REQUEST: Reproduce the rows from the line containing "Mask the target" up to and including the line containing "positive clicks: (349, 58) (356, 62) (83, 15)", swapping every occurrence of "rough mask" for "coarse mask" and leaving all else unchanged.

EXERCISE DATA:

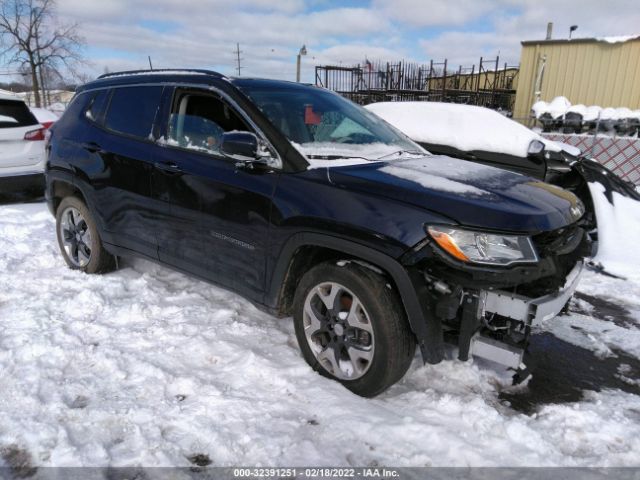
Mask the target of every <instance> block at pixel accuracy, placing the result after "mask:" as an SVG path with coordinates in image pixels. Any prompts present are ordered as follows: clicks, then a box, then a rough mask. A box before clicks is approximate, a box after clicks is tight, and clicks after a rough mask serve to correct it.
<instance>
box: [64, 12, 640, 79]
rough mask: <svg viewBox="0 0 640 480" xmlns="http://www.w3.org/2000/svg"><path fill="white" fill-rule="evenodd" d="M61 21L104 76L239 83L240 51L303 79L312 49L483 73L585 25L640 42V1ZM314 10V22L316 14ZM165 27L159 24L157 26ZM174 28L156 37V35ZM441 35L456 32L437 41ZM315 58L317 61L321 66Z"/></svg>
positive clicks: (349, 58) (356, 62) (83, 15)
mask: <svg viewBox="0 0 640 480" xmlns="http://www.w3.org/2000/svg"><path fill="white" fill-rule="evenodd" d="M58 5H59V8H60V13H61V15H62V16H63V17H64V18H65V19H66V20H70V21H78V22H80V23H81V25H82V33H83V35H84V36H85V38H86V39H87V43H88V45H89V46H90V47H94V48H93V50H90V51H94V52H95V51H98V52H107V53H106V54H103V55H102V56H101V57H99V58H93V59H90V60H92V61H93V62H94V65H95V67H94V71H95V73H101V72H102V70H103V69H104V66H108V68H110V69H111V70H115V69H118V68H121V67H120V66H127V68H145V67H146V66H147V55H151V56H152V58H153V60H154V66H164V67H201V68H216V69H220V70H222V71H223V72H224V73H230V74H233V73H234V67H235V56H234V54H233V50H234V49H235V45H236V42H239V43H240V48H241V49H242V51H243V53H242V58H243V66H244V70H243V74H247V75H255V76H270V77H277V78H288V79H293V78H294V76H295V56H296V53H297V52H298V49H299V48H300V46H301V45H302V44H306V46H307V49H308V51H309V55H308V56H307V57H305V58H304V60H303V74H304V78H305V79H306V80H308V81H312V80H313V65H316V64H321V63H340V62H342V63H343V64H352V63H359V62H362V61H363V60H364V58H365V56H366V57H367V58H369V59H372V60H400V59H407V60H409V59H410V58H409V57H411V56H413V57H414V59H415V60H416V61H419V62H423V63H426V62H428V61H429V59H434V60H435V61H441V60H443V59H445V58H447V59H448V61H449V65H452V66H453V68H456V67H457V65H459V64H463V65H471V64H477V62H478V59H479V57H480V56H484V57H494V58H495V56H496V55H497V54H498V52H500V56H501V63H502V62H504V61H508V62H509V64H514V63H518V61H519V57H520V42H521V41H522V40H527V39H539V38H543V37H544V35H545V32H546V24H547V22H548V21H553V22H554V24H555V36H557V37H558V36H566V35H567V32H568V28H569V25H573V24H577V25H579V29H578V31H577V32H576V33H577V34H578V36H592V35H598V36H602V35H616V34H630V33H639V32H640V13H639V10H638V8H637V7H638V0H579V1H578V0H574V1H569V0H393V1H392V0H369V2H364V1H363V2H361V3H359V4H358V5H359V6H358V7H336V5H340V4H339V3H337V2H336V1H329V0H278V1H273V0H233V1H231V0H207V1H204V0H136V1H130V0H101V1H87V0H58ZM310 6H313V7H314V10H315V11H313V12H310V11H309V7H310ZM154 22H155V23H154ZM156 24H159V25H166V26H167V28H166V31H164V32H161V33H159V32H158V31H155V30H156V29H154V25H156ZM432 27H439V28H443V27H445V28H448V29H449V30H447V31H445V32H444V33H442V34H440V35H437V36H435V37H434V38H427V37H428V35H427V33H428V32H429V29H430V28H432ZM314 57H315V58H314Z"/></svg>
---
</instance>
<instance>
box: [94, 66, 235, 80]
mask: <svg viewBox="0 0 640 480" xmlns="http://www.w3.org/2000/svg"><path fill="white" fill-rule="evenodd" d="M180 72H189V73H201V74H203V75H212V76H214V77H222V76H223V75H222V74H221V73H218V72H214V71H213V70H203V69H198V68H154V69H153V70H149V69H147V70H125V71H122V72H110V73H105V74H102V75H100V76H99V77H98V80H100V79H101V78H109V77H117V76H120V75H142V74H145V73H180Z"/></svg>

EXERCISE RESULT:
Mask the target of every <instance> block at pixel accuracy, placing the result after "mask:" as an SVG path with coordinates in image pixels. Any prompts present are ordered as follows: clicks, then a box, then a coarse mask. A box before clicks is approximate, a box after clicks is tight, and clicks after a coarse mask serve to correct it.
<instance>
box: [64, 12, 640, 79]
coarse mask: <svg viewBox="0 0 640 480" xmlns="http://www.w3.org/2000/svg"><path fill="white" fill-rule="evenodd" d="M61 21L104 76L239 83L240 51L303 79L312 49L483 73L585 25L640 42V1ZM314 10V22L316 14ZM165 27L159 24L157 26ZM174 28L156 37V35ZM441 35L456 32L437 41ZM315 58L317 61L321 66Z"/></svg>
positive clicks: (349, 58) (356, 62) (83, 15)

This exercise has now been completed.